- **What the task asks**
Could you copy out the material below word for word, every line of it, with nothing changed?
[Begin]
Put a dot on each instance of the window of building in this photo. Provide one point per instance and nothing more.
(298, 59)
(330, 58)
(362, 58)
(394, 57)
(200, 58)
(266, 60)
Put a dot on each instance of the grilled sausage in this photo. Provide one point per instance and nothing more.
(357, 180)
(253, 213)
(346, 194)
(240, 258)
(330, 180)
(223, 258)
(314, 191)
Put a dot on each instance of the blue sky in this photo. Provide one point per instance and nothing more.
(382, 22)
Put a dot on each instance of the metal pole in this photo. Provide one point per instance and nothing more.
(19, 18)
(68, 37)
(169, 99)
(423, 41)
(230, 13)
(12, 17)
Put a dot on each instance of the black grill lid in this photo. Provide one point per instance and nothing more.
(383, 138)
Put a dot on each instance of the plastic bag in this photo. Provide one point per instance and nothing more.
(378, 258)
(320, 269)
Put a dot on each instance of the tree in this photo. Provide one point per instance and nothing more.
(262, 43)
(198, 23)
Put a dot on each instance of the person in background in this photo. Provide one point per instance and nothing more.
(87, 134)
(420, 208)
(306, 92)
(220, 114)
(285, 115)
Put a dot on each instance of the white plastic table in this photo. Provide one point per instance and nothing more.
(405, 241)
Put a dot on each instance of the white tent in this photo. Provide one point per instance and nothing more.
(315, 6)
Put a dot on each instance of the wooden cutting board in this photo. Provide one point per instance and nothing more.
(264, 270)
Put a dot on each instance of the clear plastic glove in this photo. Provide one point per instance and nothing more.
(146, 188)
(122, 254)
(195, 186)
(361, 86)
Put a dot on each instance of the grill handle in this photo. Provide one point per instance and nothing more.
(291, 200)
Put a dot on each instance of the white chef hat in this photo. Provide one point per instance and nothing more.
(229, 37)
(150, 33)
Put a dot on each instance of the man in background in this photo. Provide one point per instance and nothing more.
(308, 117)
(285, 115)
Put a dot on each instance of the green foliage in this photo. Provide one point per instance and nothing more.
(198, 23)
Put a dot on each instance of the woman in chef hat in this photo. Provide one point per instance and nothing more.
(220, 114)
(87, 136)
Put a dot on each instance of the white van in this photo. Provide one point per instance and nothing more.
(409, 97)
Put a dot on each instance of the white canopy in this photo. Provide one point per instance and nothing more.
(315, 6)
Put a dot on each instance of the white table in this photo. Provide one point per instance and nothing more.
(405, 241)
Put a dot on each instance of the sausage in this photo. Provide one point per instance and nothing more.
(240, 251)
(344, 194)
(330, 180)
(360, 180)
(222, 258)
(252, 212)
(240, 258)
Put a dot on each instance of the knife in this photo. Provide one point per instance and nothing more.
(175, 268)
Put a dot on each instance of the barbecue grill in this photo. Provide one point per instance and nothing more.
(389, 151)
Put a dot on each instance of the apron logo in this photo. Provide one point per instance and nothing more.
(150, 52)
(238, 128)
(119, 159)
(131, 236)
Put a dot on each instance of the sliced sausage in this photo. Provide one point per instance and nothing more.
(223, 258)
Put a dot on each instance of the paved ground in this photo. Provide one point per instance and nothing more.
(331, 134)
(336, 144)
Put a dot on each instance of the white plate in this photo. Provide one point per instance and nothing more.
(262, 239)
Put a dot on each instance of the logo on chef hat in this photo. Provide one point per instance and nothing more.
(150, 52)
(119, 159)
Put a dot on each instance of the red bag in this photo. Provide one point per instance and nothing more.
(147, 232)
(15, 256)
[End]
- **Output for this task**
Put a dot on each instance of the window of building in this photo. Provide one point per instance and nothing more.
(298, 59)
(330, 58)
(362, 58)
(394, 57)
(200, 58)
(266, 60)
Put a dot on each instance of the grilled sausage in this photo. Provide one point per instance and nothing more.
(357, 180)
(253, 213)
(346, 194)
(240, 258)
(330, 180)
(223, 258)
(314, 191)
Put a dot on each instance of the blue sky in this photo. Provide one point per instance and nothing more.
(382, 22)
Put a dot on each instance of the metal pole in this photo. Provide one point per instance and nothing more.
(19, 18)
(68, 37)
(169, 99)
(423, 41)
(230, 13)
(12, 17)
Put a dot on each instance of the black grill lid in this photo. Provide one point per instance and nothing more.
(383, 138)
Put a dot on each instance of the plastic bag in this photo. Provide one point per instance and nothing more.
(378, 258)
(320, 269)
Put a dot on each instance of the tree in this photo. Provide one point per instance and nothing more.
(262, 43)
(198, 23)
Put a dot on each instance of the person in background in this photo. Provide one point per instance and nothing more.
(87, 134)
(420, 208)
(306, 92)
(220, 114)
(285, 115)
Put a dot on each instance of the white plastic table in this photo. Provide one point per instance and nothing more.
(405, 241)
Put a dot on each instance of the white tent in this photo. Provide one point per instance and nothing more.
(315, 6)
Put a dot on each instance of the wooden cutting board in this photo. Provide one point per instance and nothing more.
(264, 270)
Put a dot on each instance of the clear plastic glove in this photo. Provide one point per instance and nothing more.
(146, 188)
(122, 254)
(195, 186)
(361, 86)
Put a dot on each instance of the grill handle in this photo. Provide one point per instance and nothing more.
(291, 200)
Put a dot on each instance of the white chef hat in this photo. Provide one point per instance and nothing more.
(229, 37)
(150, 33)
Put a dot on each instance of the man in background in this photo. Provide one point per instance and nothing more.
(308, 117)
(285, 115)
Put a dot on each instance of the green foliage in this photo. Provide one point per instance and nothing more.
(198, 23)
Put a dot on each instance of the woman in chef hat in this photo. Provide one point per instance and nothing more.
(220, 114)
(87, 136)
Put a dot on each instance of the white van in this photo. Provide one point per instance and nothing more.
(409, 97)
Put a dot on each instance of the white canopy in this photo. Provide one point per instance and nothing more.
(315, 6)
Put a dot on each instance of the white table in this photo. Provide one point per instance and nothing more.
(405, 241)
Put a dot on each instance of the sausage in this photo. Provide one point per instance and nothing more.
(240, 251)
(344, 194)
(330, 180)
(360, 180)
(222, 258)
(252, 212)
(240, 258)
Put a dot on each instance of the knife in this photo. Provide one point per instance and nothing more.
(175, 268)
Put a dot on each instance of the barbecue grill in this photo. Provide one point per instance and nothing more.
(389, 151)
Put a dot on each instance of the apron logo in this photo. Provide one point per instance and nothing more.
(150, 52)
(238, 128)
(119, 159)
(131, 236)
Put a dot on each instance of the sliced sausage in this photo. Provide one point per instance and nothing more.
(223, 258)
Put a dot on each instance of the paved ground in this photo. Provide one point per instance and nothing more.
(331, 134)
(336, 144)
Put a dot on each instance of the white plate in this photo. Provide one point per instance and nothing more.
(262, 239)
Put a dot on each instance of the logo on chef hat in this photo. Provide one point per instance and nothing more.
(150, 52)
(119, 159)
Put a dot on each instance of the red bag in this photo. Provide one point per instance and nothing more.
(147, 232)
(15, 256)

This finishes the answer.